··· MATERIAL

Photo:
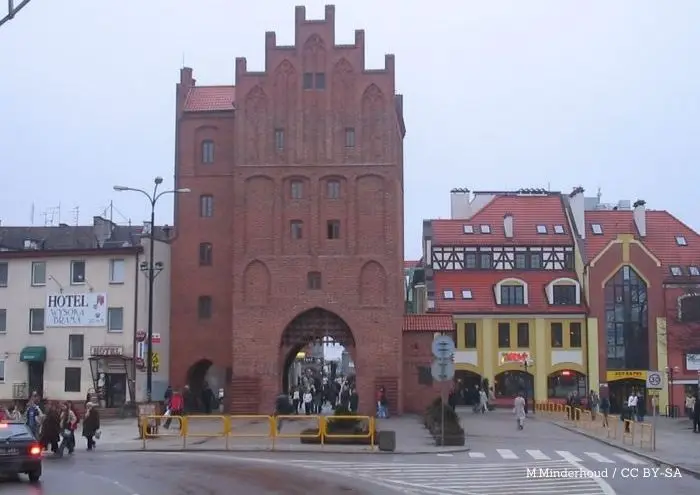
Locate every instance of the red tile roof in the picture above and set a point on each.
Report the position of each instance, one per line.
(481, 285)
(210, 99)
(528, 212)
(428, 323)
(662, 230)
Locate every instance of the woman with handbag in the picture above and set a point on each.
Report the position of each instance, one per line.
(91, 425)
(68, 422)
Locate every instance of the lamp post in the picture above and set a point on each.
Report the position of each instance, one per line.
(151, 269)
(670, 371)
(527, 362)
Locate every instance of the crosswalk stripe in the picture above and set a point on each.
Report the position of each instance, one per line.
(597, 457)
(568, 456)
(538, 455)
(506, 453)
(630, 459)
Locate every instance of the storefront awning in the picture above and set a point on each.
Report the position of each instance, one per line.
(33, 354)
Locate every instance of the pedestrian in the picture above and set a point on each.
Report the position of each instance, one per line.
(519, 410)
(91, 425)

······
··· MATERIAL

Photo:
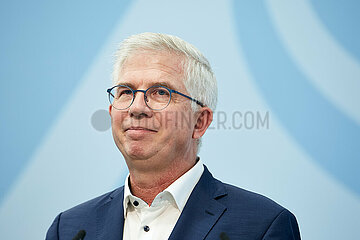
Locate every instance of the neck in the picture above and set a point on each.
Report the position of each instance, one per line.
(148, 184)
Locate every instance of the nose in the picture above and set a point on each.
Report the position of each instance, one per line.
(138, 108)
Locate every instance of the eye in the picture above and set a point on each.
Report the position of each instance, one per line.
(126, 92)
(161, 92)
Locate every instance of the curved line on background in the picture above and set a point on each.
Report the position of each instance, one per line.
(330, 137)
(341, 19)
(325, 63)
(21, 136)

······

### SHORT TASK:
Which lines of the entries above contain the string "point", matching its case exactly? Copy each such line.

### FULL RESPONSE:
Locate every instance of the red tile roof in the picture above and set a point on each.
Locate every instance of the woman with handbag in the picture above and set a point on each.
Locate every instance of the lamp post in the picture above and set a point on each.
Locate every instance of the crosswalk stripe in the picture above and set a point on each.
Locate every instance of the storefront awning in the picture above and set a point on each.
Locate every instance of the pedestrian in the picture above and set a point on each.
Locate every instance of the neck in the picture above and set a point on each.
Locate every instance of the nose in the picture above and set a point on each.
Locate every instance of the eye in the picture above and set a point on each.
Locate every instance of the curved line on background in the picture above and set a point on each.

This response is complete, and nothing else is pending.